Records to use:
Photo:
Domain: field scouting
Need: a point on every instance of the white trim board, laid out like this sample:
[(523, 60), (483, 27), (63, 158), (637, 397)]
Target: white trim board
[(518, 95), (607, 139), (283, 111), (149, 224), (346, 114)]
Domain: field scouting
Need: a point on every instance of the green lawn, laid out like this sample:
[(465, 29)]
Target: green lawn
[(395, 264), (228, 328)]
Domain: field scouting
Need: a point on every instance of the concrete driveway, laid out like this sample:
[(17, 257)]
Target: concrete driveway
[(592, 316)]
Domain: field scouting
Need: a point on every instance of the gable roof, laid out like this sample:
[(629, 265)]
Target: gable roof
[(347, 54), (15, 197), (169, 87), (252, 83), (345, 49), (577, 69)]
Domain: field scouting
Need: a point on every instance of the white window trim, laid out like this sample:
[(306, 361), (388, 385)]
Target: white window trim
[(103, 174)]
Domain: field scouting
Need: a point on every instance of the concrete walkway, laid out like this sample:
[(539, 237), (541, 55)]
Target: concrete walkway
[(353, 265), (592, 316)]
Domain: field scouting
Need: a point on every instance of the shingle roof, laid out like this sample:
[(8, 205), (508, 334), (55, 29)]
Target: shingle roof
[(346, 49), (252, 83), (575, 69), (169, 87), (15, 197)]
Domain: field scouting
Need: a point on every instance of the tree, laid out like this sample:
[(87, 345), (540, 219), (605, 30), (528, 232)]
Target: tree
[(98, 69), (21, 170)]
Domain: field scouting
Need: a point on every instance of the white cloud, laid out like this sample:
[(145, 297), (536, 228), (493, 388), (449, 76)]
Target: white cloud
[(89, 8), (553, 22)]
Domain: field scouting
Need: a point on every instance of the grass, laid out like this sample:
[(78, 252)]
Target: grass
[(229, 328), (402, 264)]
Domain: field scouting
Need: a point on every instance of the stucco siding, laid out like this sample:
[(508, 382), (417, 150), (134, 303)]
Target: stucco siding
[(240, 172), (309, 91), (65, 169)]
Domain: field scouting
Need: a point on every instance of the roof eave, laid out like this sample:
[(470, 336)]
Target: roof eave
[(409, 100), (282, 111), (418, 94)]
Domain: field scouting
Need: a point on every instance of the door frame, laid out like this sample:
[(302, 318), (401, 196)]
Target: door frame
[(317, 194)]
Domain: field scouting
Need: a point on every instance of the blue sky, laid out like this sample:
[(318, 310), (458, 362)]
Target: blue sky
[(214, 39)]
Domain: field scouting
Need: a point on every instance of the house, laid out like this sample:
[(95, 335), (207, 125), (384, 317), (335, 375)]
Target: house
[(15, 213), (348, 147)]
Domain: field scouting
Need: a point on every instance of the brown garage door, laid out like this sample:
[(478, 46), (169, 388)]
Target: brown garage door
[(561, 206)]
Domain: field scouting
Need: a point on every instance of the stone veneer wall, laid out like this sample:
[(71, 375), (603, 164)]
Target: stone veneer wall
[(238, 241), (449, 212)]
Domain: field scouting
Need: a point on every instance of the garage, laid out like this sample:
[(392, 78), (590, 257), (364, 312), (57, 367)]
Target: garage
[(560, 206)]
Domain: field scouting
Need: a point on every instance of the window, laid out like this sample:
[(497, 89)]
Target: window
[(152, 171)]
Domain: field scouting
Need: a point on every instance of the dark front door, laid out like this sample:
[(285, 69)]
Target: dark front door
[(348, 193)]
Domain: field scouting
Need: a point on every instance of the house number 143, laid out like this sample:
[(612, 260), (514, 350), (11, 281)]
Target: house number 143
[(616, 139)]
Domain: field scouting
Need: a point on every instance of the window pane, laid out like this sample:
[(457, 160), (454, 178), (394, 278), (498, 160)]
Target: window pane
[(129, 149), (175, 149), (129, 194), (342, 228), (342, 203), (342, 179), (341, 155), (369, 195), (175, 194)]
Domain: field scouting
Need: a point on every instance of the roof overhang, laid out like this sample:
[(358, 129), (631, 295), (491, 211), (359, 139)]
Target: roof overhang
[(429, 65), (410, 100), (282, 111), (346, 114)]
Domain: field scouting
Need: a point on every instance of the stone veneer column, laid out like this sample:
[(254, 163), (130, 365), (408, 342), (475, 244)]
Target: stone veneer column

Written task:
The records above are to be copied in full, exactly as written.

Output below:
Photo:
Domain: field scouting
Need: a point on every instance of the white trim board, laid out like this sample:
[(523, 60), (483, 27), (63, 158), (637, 397)]
Target: white trim board
[(518, 95), (607, 139), (283, 111), (149, 224), (346, 114)]
Domain: field scouting
Need: a point on every instance of the green lawn, laid out like this sample:
[(465, 29)]
Target: green lawn
[(395, 264), (228, 328)]
Domain: field scouting
Need: a point on every instance of the concrete driveway, laid out like this sample:
[(17, 257)]
Target: concrete driveway
[(592, 316)]
Domain: field scouting
Need: a point on every instance of the gable roof, laid out like this sample:
[(629, 265)]
Target: gable roof
[(347, 54), (15, 197), (169, 87), (252, 83), (345, 49), (577, 69)]
Domain: field scouting
Need: a point on every instance of the white window trim, laid out like this sample:
[(306, 361), (388, 385)]
Target: white window trim
[(103, 174)]
Domain: field scouting
Need: a point on every instance of the concrete walkway, laid out like this sample:
[(539, 237), (541, 55)]
Target: concrete walkway
[(353, 265), (592, 316)]
Domain: field scouting
Need: a point on every instance of the shingle roof, laid out like this sample:
[(8, 205), (508, 334), (55, 29)]
Target: shingle roof
[(346, 49), (252, 83), (575, 69), (169, 87), (15, 197)]
Domain: field scouting
Need: a point on every instance of the tree, laid out like this sample:
[(87, 345), (540, 219), (605, 30), (528, 232)]
Target: tree
[(98, 69), (21, 170)]
Domain: field scouting
Need: a point on every instance of the white cloud, laid out like this sample:
[(145, 297), (536, 228), (493, 388), (449, 76)]
Target: white cloud
[(89, 8), (553, 22)]
Domain: field scouting
Need: a point on every instance of the grass, laid out like this sample:
[(78, 252)]
Target: grass
[(229, 328), (402, 264)]
Domain: field scouting
Need: a point on every instance of the stucco siding, laid out like this sample:
[(508, 382), (417, 150), (134, 303)]
Target: stucco siding
[(240, 172), (309, 91), (65, 169)]
Domain: field scouting
Need: a point on every instance of the roof eave, laid out like this sample:
[(470, 336)]
Target: roof eave
[(409, 100), (282, 111), (418, 94)]
Domain: field scouting
Need: a point on every instance of the door frame, laid out like this sample:
[(302, 318), (401, 196)]
Target: door frame
[(317, 194)]
Domain: field scouting
Need: a point on every instance of the blue sky, laid out like this sample:
[(318, 310), (458, 362)]
Target: blue sky
[(214, 39)]
Domain: field scouting
Need: a point on every instance of the house, laid out like this sample:
[(95, 335), (207, 125), (384, 317), (335, 375)]
Target: house
[(15, 213), (348, 147)]
Domain: field scouting
Need: a point on every instance of the brown garage door, laid out like this sample:
[(478, 46), (169, 388)]
Target: brown garage door
[(561, 206)]
Domain: field scouting
Need: a point on every instance of the stone veneer wall, laid out like this sample:
[(71, 375), (603, 164)]
Target: stone veneer wall
[(238, 241), (449, 212)]
Domain: field scouting
Need: a point on every instance of the garage, laid out like this sample:
[(392, 78), (590, 257), (364, 312), (57, 367)]
Target: garage
[(560, 206)]
Domain: field scouting
Need: a point on every instance of the window, laid out like this sample:
[(497, 89)]
Target: window
[(152, 171)]
Domain: field scouting
Need: a point on every instance of the dark front door, laid out like this sample:
[(285, 69)]
Target: dark front door
[(348, 193)]
Domain: field scouting
Need: a point on every instance of the house number 143, laid out like this sample:
[(612, 260), (514, 350), (11, 281)]
Target: house number 143
[(616, 139)]
Domain: field scouting
Need: a point on every instance of the window pane, laid out like this sample:
[(457, 160), (454, 178), (394, 278), (498, 160)]
Target: window pane
[(129, 149), (175, 149), (129, 194), (342, 228), (342, 203), (342, 179), (341, 155), (369, 195), (175, 194)]
Domain: field scouting
Need: a point on every instance of the roof overhang, laid out like this sample:
[(358, 129), (631, 295), (491, 211), (359, 139)]
Target: roof overhang
[(429, 65), (410, 100), (282, 111), (346, 114)]
Domain: field scouting
Need: a point on every instance of the stone veneer column, laid out like this sample:
[(254, 163), (130, 365), (408, 342), (475, 244)]
Target: stone veneer column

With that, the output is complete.